:: Provided material
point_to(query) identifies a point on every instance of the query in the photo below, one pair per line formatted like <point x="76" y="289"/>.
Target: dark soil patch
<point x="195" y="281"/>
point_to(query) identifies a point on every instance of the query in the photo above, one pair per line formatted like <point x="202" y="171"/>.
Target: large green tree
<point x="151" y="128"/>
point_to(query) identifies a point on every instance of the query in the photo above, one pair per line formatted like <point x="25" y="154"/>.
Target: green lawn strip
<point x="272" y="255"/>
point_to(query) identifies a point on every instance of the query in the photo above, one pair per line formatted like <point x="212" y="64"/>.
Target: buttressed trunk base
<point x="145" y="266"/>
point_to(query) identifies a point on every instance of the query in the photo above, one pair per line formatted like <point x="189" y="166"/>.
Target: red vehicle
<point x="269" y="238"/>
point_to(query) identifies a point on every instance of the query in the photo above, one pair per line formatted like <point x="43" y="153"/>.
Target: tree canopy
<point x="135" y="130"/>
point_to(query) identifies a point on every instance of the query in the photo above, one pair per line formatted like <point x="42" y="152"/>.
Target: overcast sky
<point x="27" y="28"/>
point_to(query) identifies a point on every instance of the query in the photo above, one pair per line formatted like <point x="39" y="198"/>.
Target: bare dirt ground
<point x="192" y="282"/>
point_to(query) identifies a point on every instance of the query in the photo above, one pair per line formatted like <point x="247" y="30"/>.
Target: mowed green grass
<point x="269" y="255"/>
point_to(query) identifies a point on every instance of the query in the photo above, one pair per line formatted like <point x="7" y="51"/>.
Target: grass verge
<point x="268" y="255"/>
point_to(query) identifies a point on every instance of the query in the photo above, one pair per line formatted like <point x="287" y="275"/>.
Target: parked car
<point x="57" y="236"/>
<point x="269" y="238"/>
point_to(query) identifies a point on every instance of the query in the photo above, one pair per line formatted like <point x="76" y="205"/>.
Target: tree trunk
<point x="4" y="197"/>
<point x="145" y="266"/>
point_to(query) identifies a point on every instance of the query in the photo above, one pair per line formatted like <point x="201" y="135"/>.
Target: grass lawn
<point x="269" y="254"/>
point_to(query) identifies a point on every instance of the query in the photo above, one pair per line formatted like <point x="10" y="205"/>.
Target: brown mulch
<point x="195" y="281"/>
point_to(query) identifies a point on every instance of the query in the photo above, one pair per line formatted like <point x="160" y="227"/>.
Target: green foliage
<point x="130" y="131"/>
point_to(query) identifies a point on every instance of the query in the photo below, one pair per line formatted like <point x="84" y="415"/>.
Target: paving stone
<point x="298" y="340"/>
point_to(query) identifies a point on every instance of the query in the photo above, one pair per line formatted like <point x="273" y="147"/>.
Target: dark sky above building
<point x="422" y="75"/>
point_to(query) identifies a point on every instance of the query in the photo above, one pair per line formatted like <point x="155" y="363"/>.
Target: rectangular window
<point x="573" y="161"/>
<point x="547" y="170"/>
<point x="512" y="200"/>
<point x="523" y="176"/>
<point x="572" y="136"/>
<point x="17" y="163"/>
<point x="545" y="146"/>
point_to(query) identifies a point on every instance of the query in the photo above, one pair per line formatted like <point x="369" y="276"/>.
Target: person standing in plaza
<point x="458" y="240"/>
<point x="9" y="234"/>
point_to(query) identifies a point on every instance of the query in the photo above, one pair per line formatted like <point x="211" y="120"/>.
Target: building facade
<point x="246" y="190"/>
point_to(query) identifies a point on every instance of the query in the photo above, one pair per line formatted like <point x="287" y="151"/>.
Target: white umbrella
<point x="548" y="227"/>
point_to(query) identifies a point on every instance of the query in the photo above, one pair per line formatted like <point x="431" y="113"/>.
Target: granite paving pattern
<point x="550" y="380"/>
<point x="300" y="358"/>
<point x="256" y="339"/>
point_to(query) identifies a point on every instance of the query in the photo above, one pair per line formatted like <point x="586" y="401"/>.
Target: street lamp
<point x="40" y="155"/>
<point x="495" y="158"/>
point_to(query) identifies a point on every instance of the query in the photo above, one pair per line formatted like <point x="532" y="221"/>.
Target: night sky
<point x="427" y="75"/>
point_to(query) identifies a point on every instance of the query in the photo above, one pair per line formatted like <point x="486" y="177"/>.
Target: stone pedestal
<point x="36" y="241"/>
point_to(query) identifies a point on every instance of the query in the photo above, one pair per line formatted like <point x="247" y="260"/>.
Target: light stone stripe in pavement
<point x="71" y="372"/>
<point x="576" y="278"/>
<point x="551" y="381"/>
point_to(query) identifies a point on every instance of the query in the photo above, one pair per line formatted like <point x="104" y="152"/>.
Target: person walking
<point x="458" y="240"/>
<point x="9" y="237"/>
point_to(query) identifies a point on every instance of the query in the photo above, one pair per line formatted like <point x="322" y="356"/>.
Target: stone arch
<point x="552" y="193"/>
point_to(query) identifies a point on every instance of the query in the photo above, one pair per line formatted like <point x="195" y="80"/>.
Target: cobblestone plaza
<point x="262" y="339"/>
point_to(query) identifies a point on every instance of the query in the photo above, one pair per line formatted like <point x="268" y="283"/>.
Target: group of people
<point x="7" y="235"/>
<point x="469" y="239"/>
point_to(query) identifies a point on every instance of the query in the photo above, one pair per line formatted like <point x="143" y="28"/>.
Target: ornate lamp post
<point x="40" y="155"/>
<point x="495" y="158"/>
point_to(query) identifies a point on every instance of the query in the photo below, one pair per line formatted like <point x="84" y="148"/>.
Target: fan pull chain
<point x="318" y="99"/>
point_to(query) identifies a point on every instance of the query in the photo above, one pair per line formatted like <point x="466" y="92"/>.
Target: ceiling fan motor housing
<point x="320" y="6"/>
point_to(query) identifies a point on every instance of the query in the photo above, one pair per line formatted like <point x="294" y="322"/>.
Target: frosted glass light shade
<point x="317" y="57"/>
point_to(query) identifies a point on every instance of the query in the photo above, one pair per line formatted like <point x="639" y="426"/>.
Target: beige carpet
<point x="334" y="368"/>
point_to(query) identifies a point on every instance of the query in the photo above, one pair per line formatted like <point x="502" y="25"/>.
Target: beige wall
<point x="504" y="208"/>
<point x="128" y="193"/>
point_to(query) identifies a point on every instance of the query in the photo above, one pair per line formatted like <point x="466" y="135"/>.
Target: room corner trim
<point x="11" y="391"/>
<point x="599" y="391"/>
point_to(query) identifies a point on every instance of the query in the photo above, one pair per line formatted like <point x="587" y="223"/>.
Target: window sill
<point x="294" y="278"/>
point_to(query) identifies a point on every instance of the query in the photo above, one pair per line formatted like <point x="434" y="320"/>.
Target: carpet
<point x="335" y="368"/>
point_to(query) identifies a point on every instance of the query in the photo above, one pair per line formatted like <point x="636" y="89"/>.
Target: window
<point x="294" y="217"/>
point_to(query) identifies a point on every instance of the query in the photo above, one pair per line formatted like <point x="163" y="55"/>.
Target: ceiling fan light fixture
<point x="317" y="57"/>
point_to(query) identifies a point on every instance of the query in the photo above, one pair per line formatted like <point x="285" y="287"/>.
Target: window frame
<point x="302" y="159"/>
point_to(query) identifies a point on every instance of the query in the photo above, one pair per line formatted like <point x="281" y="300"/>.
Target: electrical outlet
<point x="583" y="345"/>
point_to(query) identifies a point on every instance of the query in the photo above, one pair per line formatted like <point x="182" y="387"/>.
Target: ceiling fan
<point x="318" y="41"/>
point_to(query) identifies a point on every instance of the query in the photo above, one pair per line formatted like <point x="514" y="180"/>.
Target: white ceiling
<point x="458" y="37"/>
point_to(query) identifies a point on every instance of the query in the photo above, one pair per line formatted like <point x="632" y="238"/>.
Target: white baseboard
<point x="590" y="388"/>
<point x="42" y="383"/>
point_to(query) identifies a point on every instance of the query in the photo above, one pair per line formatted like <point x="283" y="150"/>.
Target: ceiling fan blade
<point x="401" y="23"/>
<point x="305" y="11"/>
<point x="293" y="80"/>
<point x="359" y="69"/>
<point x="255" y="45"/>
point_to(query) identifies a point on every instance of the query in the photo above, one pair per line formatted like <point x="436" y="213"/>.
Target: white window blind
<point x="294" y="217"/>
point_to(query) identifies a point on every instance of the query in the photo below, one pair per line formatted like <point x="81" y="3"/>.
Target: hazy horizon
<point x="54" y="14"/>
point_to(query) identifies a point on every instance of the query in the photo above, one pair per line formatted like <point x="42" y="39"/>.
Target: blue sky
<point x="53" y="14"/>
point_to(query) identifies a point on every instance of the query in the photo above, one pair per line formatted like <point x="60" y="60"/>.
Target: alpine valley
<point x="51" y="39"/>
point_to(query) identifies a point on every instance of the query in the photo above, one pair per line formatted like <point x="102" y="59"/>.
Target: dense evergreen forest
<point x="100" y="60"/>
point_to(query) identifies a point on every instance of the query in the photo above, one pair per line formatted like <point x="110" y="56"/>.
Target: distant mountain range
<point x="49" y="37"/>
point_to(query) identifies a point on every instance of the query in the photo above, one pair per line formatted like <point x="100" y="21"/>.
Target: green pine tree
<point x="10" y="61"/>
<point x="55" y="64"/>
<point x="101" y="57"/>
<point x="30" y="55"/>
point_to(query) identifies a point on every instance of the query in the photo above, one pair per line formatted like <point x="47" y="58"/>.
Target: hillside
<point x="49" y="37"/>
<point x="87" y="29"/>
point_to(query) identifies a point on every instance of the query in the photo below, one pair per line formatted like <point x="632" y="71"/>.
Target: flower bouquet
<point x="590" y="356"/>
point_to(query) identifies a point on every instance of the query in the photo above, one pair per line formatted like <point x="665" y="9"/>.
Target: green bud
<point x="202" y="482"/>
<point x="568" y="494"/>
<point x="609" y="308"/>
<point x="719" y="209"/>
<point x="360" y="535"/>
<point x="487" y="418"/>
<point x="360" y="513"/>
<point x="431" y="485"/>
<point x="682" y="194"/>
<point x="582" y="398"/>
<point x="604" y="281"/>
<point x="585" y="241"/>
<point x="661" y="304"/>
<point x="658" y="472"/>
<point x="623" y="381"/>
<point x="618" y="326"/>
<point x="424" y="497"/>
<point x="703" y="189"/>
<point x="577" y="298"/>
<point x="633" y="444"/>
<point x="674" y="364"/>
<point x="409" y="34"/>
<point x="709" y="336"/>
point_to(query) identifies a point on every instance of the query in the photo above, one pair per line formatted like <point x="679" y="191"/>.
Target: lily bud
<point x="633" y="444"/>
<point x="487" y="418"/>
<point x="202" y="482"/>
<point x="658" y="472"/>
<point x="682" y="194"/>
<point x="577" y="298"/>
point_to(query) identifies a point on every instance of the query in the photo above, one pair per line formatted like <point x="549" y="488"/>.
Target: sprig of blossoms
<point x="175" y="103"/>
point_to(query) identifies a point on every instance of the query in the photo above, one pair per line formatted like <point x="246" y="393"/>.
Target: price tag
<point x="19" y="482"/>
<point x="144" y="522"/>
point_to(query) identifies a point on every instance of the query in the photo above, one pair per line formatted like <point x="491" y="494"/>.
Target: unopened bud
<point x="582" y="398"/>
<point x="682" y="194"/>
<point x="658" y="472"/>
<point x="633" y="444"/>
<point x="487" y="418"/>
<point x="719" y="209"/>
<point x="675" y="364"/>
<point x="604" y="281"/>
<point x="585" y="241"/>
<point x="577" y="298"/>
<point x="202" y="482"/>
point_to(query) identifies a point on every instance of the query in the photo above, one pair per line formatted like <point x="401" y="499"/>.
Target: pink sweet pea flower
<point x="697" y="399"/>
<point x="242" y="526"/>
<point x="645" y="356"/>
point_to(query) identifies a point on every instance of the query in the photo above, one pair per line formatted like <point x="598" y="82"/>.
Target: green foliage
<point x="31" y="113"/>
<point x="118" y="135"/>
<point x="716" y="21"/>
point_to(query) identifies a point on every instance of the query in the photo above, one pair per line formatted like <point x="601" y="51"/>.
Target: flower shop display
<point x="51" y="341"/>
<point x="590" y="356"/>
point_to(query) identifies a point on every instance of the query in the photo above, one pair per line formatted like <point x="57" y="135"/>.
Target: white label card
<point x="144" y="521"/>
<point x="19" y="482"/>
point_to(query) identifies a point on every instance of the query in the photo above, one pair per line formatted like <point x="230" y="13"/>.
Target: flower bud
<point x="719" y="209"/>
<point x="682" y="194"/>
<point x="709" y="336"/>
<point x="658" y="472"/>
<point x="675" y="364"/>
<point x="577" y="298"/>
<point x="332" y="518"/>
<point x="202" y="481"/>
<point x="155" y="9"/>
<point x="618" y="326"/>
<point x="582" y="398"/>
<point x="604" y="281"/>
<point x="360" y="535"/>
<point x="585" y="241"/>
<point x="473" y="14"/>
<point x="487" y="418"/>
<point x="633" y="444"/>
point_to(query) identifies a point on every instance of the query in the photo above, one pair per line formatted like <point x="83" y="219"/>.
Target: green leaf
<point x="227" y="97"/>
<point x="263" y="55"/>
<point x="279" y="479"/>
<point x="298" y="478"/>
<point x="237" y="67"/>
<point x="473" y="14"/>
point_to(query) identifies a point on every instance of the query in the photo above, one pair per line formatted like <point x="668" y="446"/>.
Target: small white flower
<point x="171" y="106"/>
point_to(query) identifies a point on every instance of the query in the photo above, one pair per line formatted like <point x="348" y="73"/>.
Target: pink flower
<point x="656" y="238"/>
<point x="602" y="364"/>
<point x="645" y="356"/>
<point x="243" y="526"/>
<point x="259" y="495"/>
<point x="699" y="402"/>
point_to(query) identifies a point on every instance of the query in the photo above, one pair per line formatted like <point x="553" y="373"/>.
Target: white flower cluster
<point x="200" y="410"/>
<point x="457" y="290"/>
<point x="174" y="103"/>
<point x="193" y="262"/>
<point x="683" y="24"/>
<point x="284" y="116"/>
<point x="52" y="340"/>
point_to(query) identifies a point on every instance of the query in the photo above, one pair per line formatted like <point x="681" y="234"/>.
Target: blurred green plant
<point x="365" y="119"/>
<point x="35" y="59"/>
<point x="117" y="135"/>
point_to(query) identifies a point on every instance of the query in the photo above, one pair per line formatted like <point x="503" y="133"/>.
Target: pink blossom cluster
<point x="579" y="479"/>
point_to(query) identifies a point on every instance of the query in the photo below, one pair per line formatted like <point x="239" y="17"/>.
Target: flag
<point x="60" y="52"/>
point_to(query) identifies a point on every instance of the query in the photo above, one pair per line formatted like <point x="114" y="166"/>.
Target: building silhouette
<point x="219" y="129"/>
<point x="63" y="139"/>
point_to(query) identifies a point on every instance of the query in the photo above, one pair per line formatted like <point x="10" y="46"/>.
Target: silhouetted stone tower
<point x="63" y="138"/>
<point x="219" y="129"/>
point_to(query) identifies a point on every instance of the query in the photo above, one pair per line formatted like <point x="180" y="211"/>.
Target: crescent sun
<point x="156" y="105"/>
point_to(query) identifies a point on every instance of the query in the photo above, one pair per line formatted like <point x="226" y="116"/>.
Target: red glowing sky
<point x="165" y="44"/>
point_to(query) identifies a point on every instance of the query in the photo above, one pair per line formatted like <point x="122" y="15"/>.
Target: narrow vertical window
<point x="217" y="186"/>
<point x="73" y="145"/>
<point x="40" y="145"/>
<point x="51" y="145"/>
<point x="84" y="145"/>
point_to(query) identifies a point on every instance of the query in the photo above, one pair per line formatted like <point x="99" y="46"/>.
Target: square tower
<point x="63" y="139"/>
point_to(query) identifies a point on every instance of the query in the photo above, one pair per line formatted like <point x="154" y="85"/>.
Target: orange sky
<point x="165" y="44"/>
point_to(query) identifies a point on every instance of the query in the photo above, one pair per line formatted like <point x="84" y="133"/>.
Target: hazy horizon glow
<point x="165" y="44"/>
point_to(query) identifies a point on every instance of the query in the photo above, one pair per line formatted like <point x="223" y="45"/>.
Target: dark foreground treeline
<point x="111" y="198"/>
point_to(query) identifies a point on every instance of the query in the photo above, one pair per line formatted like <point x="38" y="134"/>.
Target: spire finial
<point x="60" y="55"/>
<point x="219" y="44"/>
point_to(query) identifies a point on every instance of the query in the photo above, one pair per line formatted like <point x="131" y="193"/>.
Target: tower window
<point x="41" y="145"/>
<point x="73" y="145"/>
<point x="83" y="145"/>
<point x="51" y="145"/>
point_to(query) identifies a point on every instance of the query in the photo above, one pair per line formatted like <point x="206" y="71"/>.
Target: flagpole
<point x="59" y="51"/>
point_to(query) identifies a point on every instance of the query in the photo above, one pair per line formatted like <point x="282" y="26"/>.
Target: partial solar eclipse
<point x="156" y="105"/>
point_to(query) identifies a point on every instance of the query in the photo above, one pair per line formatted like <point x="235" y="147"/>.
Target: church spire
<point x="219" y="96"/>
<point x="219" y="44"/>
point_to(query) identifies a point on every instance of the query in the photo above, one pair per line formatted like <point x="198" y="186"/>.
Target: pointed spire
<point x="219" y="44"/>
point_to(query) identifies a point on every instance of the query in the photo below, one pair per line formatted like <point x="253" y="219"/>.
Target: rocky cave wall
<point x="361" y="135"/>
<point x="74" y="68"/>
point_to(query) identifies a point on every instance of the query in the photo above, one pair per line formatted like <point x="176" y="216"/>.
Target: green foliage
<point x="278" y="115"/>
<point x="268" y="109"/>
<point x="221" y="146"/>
::::
● What you need to do
Copy out each line of the material above that contains the word "plaza".

● Written reply
Target: person standing in plaza
Target: cobblestone plaza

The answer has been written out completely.